• _Objective_
Reproduce the lines below word for word, leaving out the pictures.

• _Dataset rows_
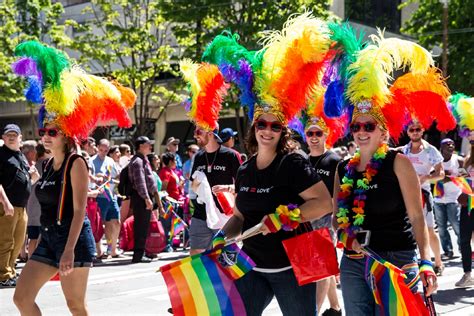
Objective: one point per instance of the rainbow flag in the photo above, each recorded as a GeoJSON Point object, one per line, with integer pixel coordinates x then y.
{"type": "Point", "coordinates": [200, 285]}
{"type": "Point", "coordinates": [439, 189]}
{"type": "Point", "coordinates": [390, 292]}
{"type": "Point", "coordinates": [177, 226]}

• _Exercise result_
Objective: one point per instance of the rainbow flag in the photo above, each recorded as a GeoJSON Point object, one per line, with integer pixel coordinates x then y.
{"type": "Point", "coordinates": [200, 285]}
{"type": "Point", "coordinates": [439, 189]}
{"type": "Point", "coordinates": [390, 292]}
{"type": "Point", "coordinates": [177, 226]}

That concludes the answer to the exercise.